DRSは、複数の高性能車載LiDARや高解像度車載カメラ、電子制御コンピューターを含み、車両の周囲360度や挙動に関するデータを高精度に記録するためのシステムで、センサー間や電子制御コンピューター間の同期やキャリブレーションを行い、自動運転AI開発に必要な高品質なデータ収集可能にする。

ティアフォーはこれまで、パートナー企業と共同で世界8地域でデータ収集を行ってきた。日本でも、首都高速道路や東名高速道路、お台場など主要地域でデータ収集を推進し、DRSの動作検証やCo-MLOpsプラットフォームで提供される機能の検証を進めてきた。

今回、DRSの車両配備とアクティブ・ラーニング基盤を用いた効率的なデータ収集の準備が整ったため、日本交通との協業のもと取り組みを加速させる。

2024年中に日本交通の車両5台程度にDRSを搭載し、主に東京都内でのデータ収集を推進する。2025年以降に車両台数を20台以上へ拡大し、より広範囲で豊富な種類のデータセットの構築を進め、安全な自動運転技術の開発に寄与するとしている。

2024年8月には、日本交通との連携のもと、都内複数地域でロボットタクシーのサービス実証を行うことも発表している。

変な言い方だが、先に唾を付けておいた日本交通との間に、Waymoが割って入ってきたような印象だ。もちろん、日本交通は両社と対等に向き合うだろうし、ティアフォーとはGOの前身JapanTaxi時代から自動運転タクシー実装に向けた取り組みを進めてきた中だ。

しかし、独占的に事業を進められる環境ではなくなってきた。タクシー事業者、そして交通データをめぐる争奪戦が本格化する前兆かもしれない。

【参考】ティアフォーの取り組みについては「東京に自動運転タクシー!トヨタ車で11月事業化へ ティアフォー発表」も参照。

東京に自動運転タクシー!トヨタ車で11月事業化へ ティアフォー発表

自動運転開発コストが重しに

自動運転開発には膨大なセンサーデータが必須であることは周知の事実だ。また、多くの開発企業は、高精度3次元地図作成に向けたデータも取得しなければならない。

米国におけるWaymoの取り組みからもわかるように、走行エリアのデータ収集には膨大な手間と時間、コストが必要になる。

※

指示
選択テキストの「DRSは、複数の高性能車載L」から「れる機能の検証を進めてきた。」までを一字一句変えずに書き写してください。 答えるときは選択テキストだけを手がかりにしてください。

レコード
※

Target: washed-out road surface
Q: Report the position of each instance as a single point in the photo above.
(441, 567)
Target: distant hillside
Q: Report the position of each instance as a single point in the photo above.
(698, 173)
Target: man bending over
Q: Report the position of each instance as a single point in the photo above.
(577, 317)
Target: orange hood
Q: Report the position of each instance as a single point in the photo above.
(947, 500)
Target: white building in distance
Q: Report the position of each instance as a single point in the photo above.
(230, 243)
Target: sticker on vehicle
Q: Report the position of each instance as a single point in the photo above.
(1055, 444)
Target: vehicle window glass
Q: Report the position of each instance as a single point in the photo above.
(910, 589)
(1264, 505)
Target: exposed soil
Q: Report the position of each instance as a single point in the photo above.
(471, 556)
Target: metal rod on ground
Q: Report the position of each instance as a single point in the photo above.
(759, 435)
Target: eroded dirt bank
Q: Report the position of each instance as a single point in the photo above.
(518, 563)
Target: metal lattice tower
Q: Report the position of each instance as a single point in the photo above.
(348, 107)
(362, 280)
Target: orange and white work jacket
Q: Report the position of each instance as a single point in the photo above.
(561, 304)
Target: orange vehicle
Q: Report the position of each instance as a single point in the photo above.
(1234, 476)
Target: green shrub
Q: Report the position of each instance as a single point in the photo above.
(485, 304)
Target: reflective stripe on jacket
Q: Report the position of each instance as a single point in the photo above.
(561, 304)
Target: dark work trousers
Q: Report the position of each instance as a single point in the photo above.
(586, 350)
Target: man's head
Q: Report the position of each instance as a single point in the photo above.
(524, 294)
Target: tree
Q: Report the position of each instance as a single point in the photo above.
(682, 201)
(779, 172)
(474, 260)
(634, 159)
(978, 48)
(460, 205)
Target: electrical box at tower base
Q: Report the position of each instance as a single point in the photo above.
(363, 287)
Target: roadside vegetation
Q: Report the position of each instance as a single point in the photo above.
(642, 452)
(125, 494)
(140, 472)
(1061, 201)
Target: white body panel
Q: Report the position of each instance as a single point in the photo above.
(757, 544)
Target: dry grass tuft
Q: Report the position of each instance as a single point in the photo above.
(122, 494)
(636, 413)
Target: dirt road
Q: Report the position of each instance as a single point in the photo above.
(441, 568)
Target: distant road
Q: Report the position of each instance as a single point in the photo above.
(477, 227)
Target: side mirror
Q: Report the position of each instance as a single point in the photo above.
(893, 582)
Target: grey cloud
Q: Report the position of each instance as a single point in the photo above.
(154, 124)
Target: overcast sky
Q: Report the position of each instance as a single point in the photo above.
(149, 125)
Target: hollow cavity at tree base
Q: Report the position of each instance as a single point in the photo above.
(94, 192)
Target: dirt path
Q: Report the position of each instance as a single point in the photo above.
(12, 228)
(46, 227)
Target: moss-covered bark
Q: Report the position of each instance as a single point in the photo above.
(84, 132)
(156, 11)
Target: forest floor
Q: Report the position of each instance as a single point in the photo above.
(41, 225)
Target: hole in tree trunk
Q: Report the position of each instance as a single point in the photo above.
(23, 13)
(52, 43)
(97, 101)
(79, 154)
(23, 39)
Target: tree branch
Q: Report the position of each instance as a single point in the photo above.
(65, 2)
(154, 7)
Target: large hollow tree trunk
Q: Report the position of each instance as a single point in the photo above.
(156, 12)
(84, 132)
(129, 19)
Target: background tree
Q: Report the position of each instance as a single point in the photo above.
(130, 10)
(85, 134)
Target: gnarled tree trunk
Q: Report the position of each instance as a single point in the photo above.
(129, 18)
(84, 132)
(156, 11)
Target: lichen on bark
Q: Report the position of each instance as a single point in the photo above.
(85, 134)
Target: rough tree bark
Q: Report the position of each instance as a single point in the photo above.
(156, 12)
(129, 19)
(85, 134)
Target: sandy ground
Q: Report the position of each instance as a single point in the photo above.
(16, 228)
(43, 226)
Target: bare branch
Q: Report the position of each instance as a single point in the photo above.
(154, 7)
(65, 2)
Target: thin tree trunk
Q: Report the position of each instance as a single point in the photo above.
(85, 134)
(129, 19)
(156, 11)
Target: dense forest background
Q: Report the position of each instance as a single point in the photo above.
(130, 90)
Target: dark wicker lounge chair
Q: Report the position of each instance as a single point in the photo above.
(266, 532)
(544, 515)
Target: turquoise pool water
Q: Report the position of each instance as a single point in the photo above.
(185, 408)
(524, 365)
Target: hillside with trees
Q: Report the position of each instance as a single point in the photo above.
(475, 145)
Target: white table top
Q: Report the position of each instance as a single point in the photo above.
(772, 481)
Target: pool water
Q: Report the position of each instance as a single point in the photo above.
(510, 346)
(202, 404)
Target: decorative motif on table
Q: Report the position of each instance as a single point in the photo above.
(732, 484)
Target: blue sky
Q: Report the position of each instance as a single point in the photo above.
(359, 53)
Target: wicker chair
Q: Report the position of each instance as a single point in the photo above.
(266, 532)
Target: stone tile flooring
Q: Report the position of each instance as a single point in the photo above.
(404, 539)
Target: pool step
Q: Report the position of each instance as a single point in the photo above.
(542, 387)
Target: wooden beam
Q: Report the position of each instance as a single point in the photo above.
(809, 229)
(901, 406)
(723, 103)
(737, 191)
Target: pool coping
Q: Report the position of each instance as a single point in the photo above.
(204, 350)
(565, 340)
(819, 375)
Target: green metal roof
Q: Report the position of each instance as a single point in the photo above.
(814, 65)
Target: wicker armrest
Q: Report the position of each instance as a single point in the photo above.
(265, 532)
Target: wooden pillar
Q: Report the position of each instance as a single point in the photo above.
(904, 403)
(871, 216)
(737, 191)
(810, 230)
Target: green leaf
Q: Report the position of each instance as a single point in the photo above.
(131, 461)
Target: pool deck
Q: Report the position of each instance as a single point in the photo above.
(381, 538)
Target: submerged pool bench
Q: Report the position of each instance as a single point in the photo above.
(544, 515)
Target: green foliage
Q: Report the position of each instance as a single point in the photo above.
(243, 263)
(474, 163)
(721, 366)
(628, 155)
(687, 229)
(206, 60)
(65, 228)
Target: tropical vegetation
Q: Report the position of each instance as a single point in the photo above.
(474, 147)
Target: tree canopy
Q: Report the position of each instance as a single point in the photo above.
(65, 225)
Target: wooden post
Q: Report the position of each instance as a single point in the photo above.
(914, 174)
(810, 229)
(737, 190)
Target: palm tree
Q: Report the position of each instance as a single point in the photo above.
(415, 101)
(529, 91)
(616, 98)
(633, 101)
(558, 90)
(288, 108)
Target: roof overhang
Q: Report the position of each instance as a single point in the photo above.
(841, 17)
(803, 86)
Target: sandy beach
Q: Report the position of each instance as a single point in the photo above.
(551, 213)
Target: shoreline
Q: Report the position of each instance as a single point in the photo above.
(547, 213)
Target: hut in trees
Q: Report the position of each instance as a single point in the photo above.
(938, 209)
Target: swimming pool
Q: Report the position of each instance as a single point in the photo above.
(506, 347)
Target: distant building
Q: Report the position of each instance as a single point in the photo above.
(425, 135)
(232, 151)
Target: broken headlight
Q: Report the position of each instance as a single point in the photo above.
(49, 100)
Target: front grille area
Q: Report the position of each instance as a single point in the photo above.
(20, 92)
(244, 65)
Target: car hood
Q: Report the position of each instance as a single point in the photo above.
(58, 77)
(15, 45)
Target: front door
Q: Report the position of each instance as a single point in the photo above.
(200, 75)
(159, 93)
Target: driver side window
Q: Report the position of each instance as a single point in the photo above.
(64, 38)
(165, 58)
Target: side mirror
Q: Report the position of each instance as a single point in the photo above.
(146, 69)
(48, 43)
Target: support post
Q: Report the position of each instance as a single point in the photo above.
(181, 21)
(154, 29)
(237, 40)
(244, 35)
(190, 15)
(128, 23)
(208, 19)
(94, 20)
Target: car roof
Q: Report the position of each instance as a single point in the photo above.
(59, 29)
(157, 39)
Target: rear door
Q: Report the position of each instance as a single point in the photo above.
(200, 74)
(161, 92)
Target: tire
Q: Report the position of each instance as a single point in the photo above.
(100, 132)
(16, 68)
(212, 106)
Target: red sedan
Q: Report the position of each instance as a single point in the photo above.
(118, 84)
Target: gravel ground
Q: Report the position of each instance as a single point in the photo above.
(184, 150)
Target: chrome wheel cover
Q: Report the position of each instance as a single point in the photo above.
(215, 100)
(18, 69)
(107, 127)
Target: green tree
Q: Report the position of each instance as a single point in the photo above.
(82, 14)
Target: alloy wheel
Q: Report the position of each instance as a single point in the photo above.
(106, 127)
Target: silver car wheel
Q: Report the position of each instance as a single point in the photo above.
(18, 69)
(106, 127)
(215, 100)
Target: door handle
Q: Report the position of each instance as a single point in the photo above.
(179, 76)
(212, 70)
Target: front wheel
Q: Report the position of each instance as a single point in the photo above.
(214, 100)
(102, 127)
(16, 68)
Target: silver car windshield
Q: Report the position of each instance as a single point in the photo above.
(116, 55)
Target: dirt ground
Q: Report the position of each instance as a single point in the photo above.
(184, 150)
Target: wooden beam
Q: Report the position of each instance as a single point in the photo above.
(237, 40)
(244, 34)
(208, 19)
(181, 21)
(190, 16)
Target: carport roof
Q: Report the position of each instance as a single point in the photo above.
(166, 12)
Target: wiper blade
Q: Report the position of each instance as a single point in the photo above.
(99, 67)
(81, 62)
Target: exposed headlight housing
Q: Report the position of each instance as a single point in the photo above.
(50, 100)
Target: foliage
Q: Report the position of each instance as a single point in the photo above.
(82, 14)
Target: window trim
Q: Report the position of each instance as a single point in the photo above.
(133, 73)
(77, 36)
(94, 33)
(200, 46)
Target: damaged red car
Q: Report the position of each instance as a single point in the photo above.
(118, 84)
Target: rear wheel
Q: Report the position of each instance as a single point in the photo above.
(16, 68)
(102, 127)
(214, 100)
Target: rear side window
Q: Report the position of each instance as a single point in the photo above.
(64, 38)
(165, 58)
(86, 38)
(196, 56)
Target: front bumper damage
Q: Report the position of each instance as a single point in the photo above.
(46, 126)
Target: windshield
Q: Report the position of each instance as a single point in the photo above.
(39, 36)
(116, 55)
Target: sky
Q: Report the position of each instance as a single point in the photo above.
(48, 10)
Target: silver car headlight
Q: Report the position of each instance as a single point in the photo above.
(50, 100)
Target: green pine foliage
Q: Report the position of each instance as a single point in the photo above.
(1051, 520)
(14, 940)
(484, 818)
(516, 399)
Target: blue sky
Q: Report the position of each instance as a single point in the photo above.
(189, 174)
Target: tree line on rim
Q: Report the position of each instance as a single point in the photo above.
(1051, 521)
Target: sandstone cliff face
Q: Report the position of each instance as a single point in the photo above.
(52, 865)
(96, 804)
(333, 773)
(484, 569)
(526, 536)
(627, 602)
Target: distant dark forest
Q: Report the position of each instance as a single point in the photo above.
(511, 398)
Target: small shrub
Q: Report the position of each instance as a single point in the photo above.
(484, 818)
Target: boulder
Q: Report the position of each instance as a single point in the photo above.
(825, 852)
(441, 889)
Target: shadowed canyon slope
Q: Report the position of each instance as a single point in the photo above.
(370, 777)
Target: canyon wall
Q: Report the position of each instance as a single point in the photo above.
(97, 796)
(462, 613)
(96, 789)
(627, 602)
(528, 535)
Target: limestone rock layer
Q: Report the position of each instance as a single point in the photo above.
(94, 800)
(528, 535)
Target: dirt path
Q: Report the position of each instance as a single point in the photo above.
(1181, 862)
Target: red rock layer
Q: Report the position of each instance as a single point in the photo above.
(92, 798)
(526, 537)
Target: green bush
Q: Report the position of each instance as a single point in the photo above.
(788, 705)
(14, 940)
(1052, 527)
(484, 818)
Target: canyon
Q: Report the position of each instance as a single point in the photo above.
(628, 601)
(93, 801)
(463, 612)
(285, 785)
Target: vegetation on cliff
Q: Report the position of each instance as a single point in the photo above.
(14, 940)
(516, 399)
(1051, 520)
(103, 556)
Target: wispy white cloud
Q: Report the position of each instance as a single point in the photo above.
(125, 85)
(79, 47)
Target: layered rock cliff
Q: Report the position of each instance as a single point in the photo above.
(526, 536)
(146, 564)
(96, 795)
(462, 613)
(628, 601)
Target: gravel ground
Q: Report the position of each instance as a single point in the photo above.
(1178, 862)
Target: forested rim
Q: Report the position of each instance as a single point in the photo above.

※

正しい回答
DRSは、複数の高性能車載LiDARや高解像度車載カメラ、電子制御コンピューターを含み、車両の周囲360度や挙動に関するデータを高精度に記録するためのシステムで、センサー間や電子制御コンピューター間の同期やキャリブレーションを行い、自動運転AI開発に必要な高品質なデータ収集可能にする。

ティアフォーはこれまで、パートナー企業と共同で世界8地域でデータ収集を行ってきた。日本でも、首都高速道路や東名高速道路、お台場など主要地域でデータ収集を推進し、DRSの動作検証やCo-MLOpsプラットフォームで提供される機能の検証を進めてきた。